Niemals hätte ich mir vorstellen können, dass der Widerstand gegen einen Kredit des Internationalen Währungsfonds (IWF) an Kenia von den kenianischen Behörden als kriminelle Handlung angesehen werden würde. Aber genau das geschah Anfang April, als der Aktivist Mutemi Kiama verhaftet und wegen "Missbrauchs digitaler Geräte", "Verletzung der Präsidentschaft", "Erregung öffentlichen Ärgernisses" und anderer verschwommen formulierter Vergehen angeklagt wurde. Mutemis Verhaftung wurde dadurch ausgelöst, dass er auf Twitter ein Bild von Präsident Uhuru Kenyatta mit der folgenden Bildunterschrift gepostet hatte: "Hiermit benachrichtige ich die Welt..., dass die Person, deren Foto und Namen oben erscheinen, nicht autorisiert ist, im Namen der Bürger der Republik Kenia zu handeln oder zu verhandeln, und dass die Nation und zukünftige Generationen nicht für irgendwelche Strafen für faule Kredite, die von ihm ausgehandelt und/oder geliehen wurden, haftbar gemacht werden sollen." Er wurde gegen eine Kaution von KSh. 500.000 in bar freigelassen, mit einer Verfügung, die ihm verbietet, seine Social-Media-Konten zu nutzen oder über COVID-19-bezogene Kredite zu sprechen.

### AUFGABEN:
(a) Fasse den Absatz des Lesetexts, der mit „Niemals hätte ich mir vorstellen können“ beginnt, als kurze Stichpunktliste mit seinen wichtigsten Fakten zusammen.
(b) Beantworte diese Fragen zum Lesetext:
(i) Wann wurde Mutemi Kiama verhaftet?
(ii) Auf welcher Plattform veröffentlichte er das Bild des Präsidenten?
(iii) Wie hoch war die Kaution, gegen die er freigelassen wurde?
(c) Schreibe den Lesetext über die Verhaftung von Mutemi Kiama nach seinem letzten Satz weiter.
Die Daten braucht man für die Bearbeitung nicht.

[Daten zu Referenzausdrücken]
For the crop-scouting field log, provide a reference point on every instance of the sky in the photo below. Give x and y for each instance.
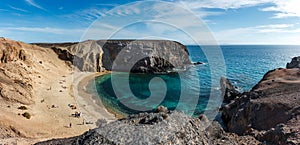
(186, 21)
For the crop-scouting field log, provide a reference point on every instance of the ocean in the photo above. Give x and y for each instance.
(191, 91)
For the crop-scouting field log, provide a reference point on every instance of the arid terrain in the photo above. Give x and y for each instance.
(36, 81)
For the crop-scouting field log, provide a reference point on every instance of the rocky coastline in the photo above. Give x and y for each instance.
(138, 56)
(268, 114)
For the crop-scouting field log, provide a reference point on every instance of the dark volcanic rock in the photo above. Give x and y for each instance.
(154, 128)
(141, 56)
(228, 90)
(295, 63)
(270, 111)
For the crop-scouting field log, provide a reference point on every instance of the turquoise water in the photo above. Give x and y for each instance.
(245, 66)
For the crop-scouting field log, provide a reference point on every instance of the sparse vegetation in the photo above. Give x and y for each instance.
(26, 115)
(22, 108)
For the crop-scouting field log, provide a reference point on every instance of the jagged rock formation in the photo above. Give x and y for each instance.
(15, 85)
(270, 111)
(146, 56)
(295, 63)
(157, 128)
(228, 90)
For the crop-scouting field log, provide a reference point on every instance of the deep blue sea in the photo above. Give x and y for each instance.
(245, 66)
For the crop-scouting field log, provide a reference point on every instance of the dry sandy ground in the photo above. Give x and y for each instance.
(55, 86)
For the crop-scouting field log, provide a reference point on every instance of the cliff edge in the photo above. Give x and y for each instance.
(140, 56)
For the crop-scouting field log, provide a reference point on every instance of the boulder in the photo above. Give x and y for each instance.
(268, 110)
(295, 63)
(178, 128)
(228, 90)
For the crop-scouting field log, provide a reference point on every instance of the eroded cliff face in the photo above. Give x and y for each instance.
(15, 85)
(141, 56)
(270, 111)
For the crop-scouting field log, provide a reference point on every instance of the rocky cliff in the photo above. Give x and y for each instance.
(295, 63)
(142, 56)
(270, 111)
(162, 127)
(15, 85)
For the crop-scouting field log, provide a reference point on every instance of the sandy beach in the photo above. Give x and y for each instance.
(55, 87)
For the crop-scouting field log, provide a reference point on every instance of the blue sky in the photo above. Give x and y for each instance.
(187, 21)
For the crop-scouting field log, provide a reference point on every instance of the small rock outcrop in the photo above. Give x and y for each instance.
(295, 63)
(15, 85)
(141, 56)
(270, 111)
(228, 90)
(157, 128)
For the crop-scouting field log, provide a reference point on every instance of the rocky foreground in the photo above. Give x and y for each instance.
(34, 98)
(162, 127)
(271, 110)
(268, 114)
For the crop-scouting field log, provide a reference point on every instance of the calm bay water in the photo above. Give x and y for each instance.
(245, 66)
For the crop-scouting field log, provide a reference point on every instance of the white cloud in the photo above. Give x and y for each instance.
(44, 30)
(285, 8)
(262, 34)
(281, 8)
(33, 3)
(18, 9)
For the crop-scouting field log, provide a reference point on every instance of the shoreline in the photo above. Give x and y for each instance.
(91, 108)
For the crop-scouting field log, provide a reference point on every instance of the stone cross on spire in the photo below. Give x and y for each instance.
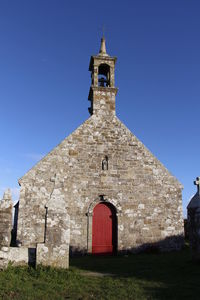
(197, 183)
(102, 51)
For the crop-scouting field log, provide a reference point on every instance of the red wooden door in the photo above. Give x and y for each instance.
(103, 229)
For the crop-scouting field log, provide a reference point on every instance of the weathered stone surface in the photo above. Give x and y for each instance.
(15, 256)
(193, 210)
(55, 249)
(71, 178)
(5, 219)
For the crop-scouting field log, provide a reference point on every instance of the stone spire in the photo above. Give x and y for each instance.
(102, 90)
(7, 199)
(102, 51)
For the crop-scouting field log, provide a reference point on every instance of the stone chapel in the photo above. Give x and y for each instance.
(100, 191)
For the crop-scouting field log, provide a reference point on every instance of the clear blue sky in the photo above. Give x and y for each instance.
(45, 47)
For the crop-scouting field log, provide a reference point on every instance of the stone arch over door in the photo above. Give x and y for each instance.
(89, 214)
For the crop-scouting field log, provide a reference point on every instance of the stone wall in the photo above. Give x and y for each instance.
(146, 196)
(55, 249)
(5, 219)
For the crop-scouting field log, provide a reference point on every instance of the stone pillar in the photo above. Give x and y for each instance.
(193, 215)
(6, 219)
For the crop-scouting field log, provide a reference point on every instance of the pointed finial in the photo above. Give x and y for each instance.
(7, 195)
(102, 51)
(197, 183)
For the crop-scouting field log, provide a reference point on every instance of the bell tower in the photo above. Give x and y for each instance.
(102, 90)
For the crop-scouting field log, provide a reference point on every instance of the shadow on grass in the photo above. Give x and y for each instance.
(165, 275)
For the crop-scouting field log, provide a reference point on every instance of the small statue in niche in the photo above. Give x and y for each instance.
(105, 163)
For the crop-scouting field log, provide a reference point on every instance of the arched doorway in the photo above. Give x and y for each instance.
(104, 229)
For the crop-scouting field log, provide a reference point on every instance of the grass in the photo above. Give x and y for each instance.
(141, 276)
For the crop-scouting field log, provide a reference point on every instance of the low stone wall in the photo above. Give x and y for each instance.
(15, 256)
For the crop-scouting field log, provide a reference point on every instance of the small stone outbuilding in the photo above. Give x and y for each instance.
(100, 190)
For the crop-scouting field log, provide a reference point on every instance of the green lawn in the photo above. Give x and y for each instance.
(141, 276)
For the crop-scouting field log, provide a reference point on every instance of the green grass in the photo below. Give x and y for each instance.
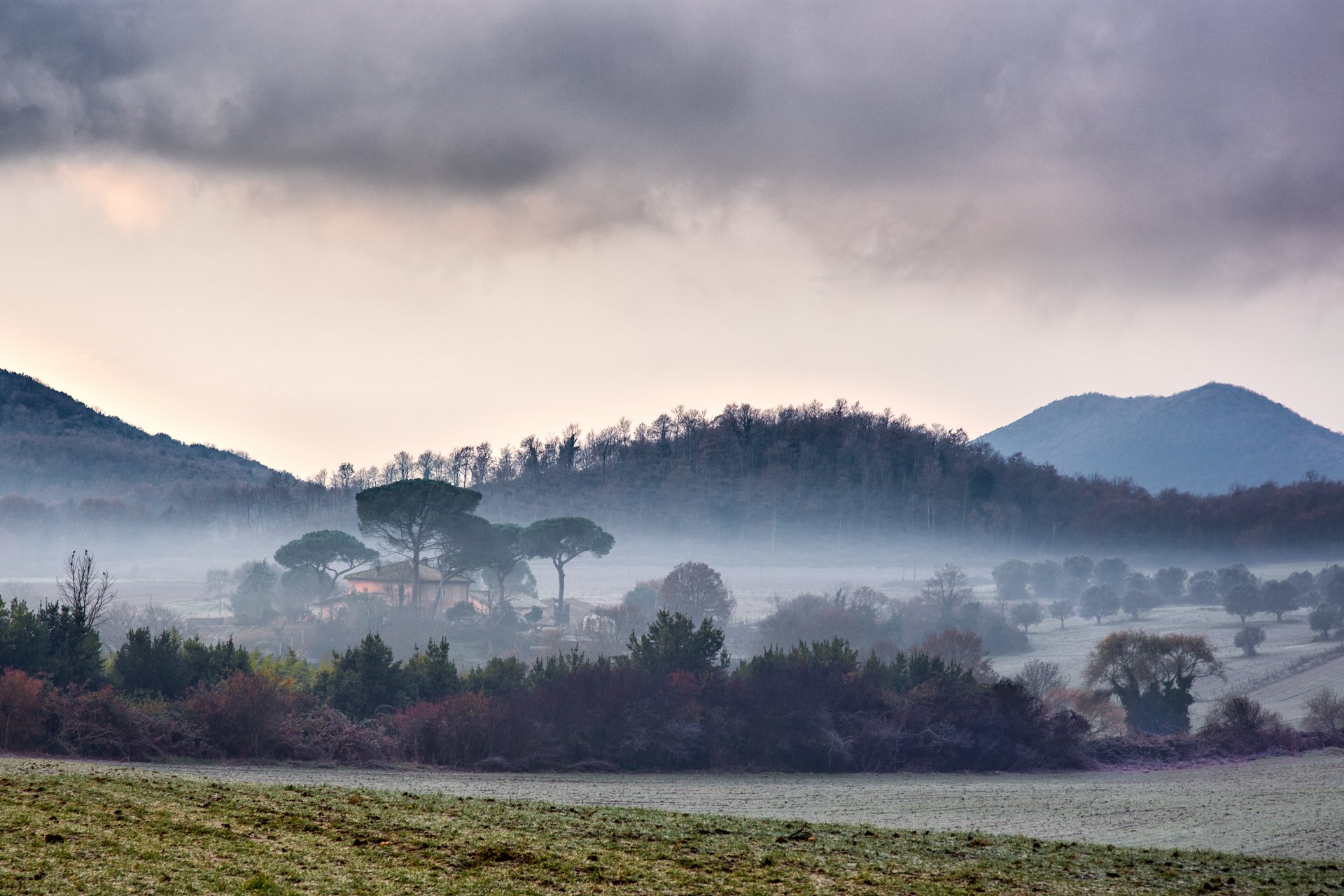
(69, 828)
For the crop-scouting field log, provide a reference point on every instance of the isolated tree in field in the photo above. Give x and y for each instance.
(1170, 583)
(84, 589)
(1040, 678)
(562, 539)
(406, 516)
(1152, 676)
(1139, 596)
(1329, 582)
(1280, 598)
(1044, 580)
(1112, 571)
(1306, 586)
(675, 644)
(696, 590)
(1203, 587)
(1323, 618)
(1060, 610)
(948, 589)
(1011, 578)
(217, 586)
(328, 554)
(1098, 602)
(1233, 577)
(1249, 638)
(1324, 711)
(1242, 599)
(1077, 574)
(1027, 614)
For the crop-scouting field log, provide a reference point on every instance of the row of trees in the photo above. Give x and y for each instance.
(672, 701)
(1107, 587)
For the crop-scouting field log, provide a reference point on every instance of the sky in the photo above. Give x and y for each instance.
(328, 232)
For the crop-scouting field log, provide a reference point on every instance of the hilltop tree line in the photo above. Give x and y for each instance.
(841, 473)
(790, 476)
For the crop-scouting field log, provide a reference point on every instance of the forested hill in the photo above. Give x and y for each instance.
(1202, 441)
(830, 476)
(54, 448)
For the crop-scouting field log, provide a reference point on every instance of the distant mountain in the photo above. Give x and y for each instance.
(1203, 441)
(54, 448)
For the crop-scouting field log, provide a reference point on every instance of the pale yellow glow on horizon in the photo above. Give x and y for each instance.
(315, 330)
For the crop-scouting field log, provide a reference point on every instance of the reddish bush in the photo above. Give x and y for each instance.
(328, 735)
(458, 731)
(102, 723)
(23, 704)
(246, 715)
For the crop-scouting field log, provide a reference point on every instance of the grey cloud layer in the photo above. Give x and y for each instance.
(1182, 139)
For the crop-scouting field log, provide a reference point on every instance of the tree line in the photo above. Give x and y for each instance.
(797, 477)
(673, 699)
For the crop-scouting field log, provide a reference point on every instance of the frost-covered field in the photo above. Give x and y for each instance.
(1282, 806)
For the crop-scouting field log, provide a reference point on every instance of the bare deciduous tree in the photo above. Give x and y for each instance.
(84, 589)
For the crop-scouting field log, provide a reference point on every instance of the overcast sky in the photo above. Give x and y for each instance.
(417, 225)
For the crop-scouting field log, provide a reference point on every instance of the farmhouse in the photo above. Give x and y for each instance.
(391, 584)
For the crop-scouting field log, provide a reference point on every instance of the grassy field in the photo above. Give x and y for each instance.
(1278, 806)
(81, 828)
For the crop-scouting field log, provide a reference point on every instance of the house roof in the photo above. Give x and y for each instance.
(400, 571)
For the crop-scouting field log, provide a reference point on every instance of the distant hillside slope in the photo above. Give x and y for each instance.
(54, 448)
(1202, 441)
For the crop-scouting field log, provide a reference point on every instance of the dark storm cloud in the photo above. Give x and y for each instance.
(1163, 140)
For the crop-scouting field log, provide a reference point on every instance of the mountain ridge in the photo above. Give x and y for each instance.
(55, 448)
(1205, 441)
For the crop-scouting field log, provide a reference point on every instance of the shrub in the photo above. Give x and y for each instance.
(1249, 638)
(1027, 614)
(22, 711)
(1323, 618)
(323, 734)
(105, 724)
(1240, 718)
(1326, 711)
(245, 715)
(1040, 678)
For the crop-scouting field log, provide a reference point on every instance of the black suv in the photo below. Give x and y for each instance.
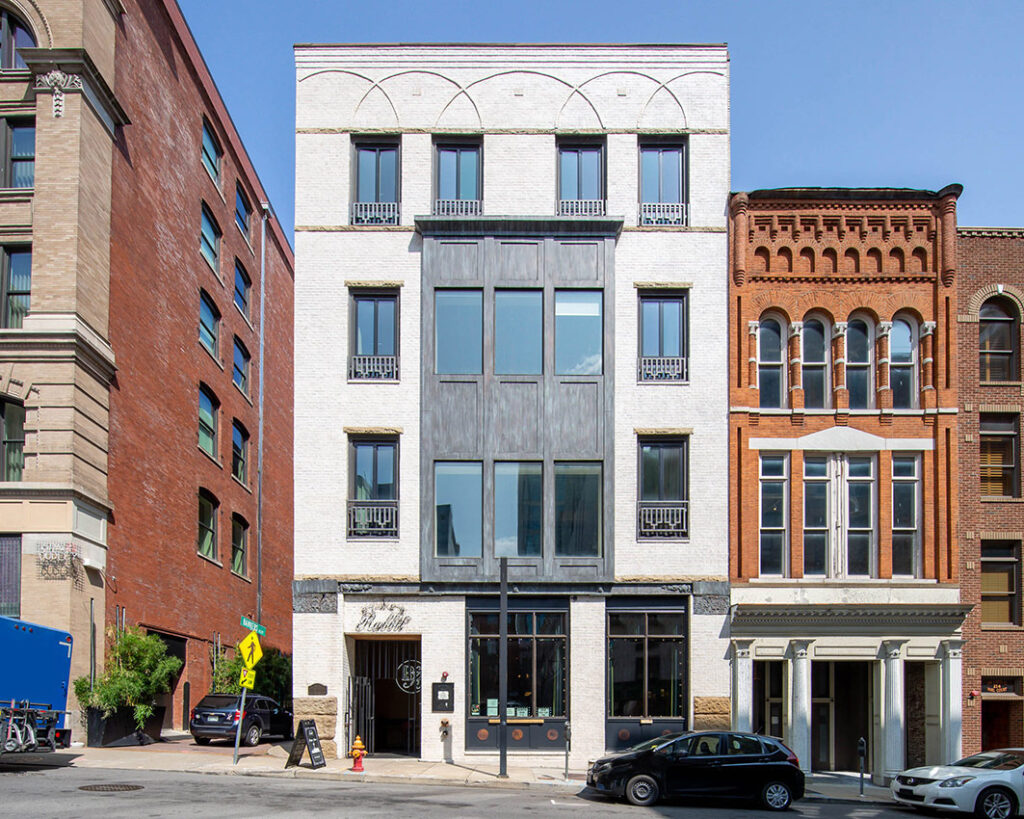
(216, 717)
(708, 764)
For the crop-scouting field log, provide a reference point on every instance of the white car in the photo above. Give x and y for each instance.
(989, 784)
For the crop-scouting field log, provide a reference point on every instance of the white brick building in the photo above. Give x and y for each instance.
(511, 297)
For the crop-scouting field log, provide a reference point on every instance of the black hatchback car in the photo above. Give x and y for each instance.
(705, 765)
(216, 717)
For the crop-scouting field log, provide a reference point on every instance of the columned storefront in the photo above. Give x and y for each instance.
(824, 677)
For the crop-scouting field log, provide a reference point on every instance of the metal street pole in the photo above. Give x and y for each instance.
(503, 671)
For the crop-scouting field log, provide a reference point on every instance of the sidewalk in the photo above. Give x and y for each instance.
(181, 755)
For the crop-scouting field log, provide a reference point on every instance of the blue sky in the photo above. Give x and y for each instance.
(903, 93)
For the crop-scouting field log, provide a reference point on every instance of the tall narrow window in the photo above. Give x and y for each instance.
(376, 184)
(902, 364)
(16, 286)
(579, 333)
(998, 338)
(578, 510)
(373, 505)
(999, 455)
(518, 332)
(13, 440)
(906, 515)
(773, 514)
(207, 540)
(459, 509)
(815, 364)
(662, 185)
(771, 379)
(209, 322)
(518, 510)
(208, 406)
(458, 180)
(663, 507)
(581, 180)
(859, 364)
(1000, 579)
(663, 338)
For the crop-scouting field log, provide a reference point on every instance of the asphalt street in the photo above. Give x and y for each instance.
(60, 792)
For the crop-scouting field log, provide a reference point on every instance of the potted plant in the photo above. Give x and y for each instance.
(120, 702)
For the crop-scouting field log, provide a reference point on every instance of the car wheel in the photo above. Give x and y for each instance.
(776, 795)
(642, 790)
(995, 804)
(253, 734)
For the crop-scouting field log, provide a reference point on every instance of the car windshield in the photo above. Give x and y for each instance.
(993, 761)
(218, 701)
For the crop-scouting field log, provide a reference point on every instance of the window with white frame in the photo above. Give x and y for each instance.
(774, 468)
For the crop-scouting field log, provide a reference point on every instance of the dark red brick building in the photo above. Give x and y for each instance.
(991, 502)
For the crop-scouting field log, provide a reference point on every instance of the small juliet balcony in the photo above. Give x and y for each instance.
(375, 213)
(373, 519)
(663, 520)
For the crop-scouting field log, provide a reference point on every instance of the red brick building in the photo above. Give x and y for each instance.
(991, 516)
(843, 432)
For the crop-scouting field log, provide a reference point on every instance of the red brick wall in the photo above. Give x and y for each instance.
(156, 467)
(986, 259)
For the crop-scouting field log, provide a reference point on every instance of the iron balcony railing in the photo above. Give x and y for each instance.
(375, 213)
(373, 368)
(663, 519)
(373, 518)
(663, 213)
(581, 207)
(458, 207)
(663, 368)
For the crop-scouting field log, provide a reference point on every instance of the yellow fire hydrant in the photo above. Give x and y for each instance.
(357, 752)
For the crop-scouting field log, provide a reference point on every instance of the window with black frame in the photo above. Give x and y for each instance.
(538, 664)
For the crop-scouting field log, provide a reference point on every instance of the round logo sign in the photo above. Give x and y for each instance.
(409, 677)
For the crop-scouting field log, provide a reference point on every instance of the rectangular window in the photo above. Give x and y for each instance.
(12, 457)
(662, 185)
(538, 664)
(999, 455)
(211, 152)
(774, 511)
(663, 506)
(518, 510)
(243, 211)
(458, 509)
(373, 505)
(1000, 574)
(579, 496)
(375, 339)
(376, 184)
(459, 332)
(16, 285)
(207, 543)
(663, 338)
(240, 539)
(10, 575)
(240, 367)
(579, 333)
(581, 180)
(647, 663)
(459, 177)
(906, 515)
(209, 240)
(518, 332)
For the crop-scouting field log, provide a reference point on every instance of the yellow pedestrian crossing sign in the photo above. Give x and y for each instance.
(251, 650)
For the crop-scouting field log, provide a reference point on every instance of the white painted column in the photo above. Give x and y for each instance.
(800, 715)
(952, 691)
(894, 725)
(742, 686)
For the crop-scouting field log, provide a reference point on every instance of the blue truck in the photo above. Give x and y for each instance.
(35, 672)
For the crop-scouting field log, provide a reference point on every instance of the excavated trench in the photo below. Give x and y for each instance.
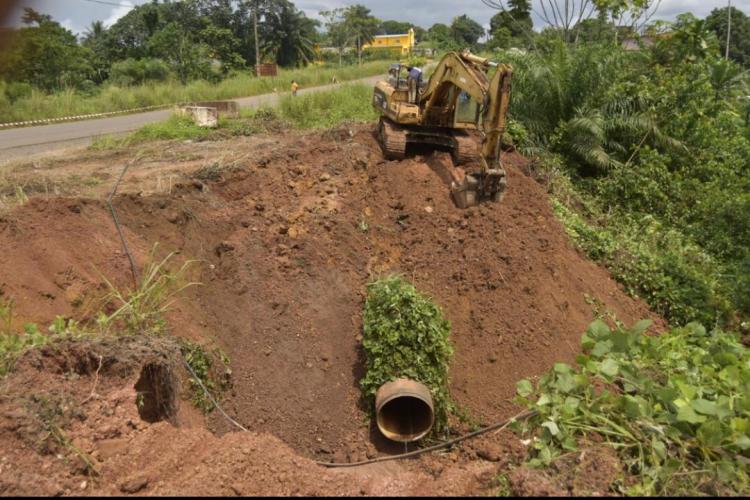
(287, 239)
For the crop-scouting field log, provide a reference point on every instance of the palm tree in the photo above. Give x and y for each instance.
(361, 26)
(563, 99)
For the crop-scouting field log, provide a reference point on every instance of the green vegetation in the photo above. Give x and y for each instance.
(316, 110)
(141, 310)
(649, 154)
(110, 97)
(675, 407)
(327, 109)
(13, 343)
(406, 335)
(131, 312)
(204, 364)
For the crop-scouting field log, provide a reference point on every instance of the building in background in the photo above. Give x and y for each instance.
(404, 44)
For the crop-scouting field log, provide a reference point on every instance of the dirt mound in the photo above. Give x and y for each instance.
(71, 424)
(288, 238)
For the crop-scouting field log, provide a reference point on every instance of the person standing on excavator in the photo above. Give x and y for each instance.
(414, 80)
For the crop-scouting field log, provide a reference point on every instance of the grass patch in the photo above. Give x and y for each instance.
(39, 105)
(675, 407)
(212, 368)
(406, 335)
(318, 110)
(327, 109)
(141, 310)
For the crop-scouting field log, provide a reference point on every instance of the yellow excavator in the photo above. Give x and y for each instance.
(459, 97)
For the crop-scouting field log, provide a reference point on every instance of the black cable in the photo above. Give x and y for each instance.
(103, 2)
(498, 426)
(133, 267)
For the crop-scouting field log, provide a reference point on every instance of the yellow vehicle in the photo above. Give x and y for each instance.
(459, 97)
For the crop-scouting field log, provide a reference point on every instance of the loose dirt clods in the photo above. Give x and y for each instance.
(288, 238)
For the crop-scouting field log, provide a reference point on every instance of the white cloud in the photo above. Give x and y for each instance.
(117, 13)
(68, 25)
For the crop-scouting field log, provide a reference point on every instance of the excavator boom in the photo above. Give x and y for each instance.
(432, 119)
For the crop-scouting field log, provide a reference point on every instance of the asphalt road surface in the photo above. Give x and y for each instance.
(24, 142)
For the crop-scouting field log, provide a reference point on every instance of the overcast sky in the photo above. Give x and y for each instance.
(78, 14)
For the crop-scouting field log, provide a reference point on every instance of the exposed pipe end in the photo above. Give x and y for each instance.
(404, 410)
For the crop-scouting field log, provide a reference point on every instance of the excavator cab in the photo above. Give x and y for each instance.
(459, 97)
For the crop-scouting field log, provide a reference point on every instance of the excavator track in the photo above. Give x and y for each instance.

### LÖSUNGEN:
(a)
- Widerstand gegen einen IWF-Kredit an Kenia wird von kenianischen Behörden als kriminelle Handlung behandelt.
- Anfang April wird der Aktivist Mutemi Kiama verhaftet.
- Anklagepunkte: „Missbrauch digitaler Geräte“, „Verletzung der Präsidentschaft“, „Erregung öffentlichen Ärgernisses“ und weitere vage formulierte Vergehen.
- Auslöser war ein Twitter-Post mit einem Bild von Präsident Uhuru Kenyatta. Laut Bildunterschrift ist Kenyatta nicht befugt, im Namen der Bürger zu handeln oder zu verhandeln. Die Nation und künftige Generationen sollen nicht für Strafen aus faulen Krediten haften, die er aushandelt oder aufnimmt.
- Kiama kommt gegen eine Barkaution von KSh. 500.000 frei.
- Er darf seine Social-Media-Konten nicht nutzen und nicht über COVID-19-bezogene Kredite sprechen.

(b)
(i) Anfang April.
(ii) Auf Twitter.
(iii) KSh. 500.000 in bar.

(c)
Mutemi ist einer von mehr als 200.000 Menschen in Kenia, die eine Petition an den IWF unterschrieben haben, einen Kredit in Höhe von 257 Mrd. KSh (2,3 Mrd. US$) an Kenia zu stoppen, der angeblich aufgenommen wurde, um das Land gegen die negativen wirtschaftlichen Auswirkungen von COVID-19 abzufedern. Kenia ist nicht das einzige Land, dessen Bürger*innen sich gegen einen IWF-Kredit ausgesprochen haben. Proteste gegen IWF-Kredite gab es in vielen Ländern, darunter auch in Argentinien, wo die Menschen 2018 auf die Straße gingen, als das Land einen Kredit vom IWF in Höhe von 50 Milliarden US-Dollar aufnahm. Im Jahr 2016 waren die ägyptischen Autoritäten gezwungen, die Treibstoffpreise zu senken, nachdem es zu Protesten gegen eine vom IWF unterstützte Entscheidung zur Abschaffung der Treibstoffsubventionen gekommen war. Ähnliche Proteste gab es in den letzten Jahren auch in Jordanien, Libanon und Ecuador.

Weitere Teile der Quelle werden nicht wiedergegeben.